PROVIDED ENTRIES:
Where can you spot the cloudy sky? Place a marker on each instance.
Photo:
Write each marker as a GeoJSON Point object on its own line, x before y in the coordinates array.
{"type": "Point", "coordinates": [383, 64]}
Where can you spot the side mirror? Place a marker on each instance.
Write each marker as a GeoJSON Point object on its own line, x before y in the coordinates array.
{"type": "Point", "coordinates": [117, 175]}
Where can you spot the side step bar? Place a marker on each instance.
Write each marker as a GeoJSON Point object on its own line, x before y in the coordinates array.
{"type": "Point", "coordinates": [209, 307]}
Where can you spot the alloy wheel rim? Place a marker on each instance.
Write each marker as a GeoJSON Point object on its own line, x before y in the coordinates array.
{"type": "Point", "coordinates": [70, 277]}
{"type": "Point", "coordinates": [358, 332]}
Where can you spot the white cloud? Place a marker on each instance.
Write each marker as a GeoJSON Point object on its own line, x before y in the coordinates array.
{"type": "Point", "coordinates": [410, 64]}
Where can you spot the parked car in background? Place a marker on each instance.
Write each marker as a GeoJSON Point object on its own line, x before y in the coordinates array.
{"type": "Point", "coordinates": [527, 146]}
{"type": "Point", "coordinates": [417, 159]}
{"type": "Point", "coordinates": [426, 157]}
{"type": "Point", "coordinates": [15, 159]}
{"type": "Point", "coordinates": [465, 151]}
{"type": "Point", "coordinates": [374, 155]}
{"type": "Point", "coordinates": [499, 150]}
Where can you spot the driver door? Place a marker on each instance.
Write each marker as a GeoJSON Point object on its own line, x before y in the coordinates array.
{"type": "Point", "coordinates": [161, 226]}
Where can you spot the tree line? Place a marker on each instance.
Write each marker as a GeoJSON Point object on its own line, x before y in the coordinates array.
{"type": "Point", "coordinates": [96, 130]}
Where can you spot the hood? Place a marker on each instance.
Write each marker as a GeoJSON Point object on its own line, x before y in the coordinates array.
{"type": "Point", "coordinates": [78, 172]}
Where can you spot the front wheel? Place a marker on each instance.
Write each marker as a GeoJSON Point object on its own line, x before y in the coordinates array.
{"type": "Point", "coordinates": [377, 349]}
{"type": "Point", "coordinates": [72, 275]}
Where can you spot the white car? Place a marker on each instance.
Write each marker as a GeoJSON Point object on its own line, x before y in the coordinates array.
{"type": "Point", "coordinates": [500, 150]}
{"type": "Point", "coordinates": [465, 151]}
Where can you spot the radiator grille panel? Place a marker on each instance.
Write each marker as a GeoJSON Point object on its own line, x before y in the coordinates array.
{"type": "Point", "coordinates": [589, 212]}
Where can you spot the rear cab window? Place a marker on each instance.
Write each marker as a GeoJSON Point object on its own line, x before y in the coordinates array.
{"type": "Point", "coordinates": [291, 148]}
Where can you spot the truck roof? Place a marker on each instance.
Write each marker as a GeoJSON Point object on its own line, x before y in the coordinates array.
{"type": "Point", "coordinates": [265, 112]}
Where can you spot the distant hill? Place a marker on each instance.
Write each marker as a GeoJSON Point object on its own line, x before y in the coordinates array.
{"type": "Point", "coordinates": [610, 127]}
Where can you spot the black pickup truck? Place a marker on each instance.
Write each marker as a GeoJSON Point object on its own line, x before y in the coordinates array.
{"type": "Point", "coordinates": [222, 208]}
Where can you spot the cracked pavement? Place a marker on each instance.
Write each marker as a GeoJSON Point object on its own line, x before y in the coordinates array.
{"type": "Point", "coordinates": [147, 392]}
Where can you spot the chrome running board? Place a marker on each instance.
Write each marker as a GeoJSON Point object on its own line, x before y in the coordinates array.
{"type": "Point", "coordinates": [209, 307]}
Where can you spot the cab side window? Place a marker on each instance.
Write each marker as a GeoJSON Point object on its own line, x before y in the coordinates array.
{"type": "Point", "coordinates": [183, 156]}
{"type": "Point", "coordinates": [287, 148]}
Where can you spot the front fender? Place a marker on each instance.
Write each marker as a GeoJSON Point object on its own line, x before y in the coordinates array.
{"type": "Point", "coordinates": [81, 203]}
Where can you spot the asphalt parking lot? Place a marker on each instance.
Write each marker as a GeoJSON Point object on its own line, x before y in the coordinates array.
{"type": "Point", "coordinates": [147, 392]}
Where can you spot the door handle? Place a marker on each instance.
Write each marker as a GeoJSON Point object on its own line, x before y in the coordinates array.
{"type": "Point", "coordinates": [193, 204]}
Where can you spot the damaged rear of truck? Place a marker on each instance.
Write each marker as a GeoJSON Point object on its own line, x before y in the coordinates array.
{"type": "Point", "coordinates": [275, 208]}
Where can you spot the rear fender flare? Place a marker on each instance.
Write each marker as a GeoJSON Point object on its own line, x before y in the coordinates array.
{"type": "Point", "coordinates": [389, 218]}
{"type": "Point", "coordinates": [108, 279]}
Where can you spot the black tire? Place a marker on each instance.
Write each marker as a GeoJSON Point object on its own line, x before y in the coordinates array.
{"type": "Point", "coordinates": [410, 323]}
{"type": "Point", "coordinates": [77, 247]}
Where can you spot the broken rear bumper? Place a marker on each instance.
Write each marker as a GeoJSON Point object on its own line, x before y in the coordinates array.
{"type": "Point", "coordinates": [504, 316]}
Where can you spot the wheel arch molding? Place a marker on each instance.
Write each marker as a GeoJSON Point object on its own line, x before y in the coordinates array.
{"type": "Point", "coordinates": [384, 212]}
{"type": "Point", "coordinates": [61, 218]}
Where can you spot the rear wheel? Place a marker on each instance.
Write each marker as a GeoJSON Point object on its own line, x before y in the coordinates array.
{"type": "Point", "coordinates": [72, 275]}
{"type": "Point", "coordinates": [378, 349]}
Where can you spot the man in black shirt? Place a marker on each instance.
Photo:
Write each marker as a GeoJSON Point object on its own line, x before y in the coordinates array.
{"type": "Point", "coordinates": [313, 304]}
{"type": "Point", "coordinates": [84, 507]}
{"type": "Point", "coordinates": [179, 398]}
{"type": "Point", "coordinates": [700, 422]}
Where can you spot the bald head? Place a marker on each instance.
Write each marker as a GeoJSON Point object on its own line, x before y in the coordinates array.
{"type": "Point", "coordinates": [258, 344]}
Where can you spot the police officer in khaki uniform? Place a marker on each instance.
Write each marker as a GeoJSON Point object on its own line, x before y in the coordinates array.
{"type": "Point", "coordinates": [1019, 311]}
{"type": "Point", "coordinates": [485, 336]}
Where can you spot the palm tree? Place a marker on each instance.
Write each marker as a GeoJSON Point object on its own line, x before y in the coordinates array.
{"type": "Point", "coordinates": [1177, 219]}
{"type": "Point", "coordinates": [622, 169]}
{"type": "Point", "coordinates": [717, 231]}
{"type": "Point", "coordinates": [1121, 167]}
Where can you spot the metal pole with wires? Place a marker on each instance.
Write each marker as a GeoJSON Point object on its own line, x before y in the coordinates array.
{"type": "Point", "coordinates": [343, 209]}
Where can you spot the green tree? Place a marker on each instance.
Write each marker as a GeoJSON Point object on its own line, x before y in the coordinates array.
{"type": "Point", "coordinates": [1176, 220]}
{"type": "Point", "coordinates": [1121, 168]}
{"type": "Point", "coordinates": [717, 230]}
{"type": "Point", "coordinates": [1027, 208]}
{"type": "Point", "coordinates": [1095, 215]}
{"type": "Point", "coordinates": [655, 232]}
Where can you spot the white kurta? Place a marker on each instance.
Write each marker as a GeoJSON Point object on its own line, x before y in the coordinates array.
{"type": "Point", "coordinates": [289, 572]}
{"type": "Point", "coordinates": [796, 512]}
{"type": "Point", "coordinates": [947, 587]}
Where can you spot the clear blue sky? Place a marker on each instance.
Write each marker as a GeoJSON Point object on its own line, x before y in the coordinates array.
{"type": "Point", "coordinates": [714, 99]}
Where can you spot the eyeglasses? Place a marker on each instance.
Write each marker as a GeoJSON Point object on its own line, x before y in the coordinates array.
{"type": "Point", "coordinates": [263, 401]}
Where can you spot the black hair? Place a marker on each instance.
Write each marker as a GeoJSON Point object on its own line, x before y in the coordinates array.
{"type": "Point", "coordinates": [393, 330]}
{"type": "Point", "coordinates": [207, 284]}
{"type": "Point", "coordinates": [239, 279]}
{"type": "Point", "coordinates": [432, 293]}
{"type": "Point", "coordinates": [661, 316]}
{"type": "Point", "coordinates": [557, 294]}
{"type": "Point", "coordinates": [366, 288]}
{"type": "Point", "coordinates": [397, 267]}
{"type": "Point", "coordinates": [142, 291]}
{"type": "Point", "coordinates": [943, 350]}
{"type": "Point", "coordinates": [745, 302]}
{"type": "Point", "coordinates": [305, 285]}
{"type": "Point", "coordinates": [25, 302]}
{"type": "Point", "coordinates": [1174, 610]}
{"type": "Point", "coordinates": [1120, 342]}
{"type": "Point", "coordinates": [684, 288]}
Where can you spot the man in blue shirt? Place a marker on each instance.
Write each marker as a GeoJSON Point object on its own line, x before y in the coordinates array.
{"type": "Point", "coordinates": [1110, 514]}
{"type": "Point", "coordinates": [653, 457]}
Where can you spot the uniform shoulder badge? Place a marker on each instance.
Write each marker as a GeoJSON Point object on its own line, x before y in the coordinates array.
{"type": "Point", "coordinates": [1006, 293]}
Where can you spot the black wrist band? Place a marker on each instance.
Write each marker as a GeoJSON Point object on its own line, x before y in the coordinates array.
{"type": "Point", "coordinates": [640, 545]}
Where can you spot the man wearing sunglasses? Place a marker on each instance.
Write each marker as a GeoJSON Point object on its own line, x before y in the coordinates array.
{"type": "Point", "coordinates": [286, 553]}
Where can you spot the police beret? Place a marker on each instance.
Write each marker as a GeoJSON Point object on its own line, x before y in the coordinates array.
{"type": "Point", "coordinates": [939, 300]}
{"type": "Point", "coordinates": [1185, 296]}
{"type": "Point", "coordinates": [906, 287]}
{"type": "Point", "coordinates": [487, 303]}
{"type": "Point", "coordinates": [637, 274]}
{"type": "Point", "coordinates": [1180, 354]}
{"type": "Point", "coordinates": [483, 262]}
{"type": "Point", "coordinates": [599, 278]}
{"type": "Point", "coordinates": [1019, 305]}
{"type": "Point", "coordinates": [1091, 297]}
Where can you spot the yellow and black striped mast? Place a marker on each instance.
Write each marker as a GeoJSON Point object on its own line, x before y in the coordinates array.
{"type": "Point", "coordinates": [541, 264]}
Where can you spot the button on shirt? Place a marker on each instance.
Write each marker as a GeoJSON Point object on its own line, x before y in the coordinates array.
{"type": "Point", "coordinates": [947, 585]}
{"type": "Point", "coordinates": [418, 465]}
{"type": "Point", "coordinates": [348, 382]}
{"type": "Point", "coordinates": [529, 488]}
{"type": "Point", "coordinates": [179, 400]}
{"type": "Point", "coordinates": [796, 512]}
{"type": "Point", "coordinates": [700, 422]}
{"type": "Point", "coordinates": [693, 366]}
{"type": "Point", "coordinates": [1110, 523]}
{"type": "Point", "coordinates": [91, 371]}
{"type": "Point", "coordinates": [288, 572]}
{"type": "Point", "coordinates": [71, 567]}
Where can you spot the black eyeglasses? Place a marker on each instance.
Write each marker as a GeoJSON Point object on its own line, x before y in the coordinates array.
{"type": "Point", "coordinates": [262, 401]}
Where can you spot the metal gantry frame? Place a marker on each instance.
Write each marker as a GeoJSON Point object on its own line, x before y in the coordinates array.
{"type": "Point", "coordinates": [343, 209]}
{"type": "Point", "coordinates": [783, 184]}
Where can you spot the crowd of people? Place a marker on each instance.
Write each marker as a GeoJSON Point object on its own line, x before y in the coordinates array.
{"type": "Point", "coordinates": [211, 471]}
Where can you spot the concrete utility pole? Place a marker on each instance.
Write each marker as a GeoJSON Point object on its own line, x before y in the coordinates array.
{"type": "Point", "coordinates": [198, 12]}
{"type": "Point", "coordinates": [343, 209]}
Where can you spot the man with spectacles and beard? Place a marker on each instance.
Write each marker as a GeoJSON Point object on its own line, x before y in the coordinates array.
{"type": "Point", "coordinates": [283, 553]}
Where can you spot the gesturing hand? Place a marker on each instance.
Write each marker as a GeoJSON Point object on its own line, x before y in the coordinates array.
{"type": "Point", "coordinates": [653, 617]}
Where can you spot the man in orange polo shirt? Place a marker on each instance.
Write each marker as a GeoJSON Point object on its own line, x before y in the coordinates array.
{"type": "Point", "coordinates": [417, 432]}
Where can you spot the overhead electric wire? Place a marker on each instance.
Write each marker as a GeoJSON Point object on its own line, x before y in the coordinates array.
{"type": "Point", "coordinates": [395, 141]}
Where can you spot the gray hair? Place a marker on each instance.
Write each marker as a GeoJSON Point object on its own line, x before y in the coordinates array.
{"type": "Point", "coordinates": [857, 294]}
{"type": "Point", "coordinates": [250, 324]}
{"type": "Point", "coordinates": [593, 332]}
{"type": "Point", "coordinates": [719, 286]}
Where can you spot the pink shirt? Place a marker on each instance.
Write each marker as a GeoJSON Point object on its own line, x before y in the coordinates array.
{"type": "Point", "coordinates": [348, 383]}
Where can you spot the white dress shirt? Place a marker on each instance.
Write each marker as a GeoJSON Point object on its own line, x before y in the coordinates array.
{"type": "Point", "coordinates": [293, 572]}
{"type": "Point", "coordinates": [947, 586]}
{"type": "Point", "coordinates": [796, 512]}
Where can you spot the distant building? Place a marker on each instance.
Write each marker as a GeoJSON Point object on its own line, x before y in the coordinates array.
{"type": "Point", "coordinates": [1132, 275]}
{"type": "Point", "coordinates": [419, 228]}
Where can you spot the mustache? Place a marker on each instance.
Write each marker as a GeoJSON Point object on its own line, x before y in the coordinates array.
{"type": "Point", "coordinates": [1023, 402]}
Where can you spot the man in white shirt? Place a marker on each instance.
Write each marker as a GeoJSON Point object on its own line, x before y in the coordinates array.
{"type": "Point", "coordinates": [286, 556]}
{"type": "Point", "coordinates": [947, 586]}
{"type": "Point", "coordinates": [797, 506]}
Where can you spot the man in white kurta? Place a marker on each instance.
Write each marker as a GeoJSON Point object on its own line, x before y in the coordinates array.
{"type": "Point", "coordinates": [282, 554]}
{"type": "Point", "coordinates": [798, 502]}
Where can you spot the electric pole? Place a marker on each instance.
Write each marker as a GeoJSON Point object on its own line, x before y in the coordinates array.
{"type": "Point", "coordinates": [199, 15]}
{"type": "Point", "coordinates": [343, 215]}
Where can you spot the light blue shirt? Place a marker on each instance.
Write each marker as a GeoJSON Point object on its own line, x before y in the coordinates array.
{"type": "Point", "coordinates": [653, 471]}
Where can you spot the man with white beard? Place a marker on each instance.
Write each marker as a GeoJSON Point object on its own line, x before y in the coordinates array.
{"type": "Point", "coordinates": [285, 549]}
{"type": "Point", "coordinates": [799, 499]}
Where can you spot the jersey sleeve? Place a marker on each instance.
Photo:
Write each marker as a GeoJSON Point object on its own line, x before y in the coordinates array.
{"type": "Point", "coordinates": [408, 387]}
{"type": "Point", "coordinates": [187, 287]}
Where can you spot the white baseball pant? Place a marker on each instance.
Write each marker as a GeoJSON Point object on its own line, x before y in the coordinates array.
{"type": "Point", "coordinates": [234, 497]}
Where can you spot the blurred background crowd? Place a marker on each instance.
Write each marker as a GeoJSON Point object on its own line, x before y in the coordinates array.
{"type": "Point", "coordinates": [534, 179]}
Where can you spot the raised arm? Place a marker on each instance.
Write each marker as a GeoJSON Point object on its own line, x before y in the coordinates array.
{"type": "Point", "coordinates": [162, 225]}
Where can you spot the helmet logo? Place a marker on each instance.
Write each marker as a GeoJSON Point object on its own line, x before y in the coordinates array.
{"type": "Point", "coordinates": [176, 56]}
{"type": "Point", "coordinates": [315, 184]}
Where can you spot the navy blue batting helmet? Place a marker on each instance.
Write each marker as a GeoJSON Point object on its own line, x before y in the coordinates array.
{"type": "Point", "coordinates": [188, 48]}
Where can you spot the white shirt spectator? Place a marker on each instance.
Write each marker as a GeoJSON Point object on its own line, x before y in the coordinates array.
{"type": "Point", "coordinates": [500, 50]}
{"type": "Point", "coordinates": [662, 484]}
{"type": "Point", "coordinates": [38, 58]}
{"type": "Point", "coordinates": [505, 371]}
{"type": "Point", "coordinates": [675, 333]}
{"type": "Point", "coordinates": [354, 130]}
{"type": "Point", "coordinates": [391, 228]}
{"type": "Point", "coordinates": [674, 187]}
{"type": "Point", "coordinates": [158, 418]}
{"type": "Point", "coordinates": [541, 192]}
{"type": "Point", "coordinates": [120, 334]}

DO THIS: Express the records starting at the line containing "Where can you spot the navy" and ending at the last of the records, both included, as a two-column CSV headed input and output. Give one row per record with its wording under input and its marker lines under output, and put each field in quotes with line breaks replaced by spaces.

FINAL RESULT:
input,output
"Where can you spot the navy blue batting helmet? Place a marker on each instance. Write each marker as a GeoJSON Point object on its own line, x before y in the coordinates array.","{""type"": ""Point"", ""coordinates"": [188, 48]}"
"Where can you spot the white shirt spectator? Place a marker on each instance. Write each marker as a GeoJSON Point object on its own line, x before y in the coordinates array.","{""type"": ""Point"", ""coordinates"": [500, 50]} {""type"": ""Point"", ""coordinates"": [662, 484]} {""type"": ""Point"", ""coordinates"": [38, 58]} {""type"": ""Point"", ""coordinates"": [505, 371]} {""type"": ""Point"", ""coordinates"": [675, 333]} {""type"": ""Point"", ""coordinates"": [354, 130]} {""type"": ""Point"", ""coordinates"": [391, 228]} {""type"": ""Point"", ""coordinates"": [674, 187]} {""type"": ""Point"", ""coordinates"": [158, 418]} {""type"": ""Point"", ""coordinates"": [541, 192]} {""type"": ""Point"", ""coordinates"": [120, 334]}"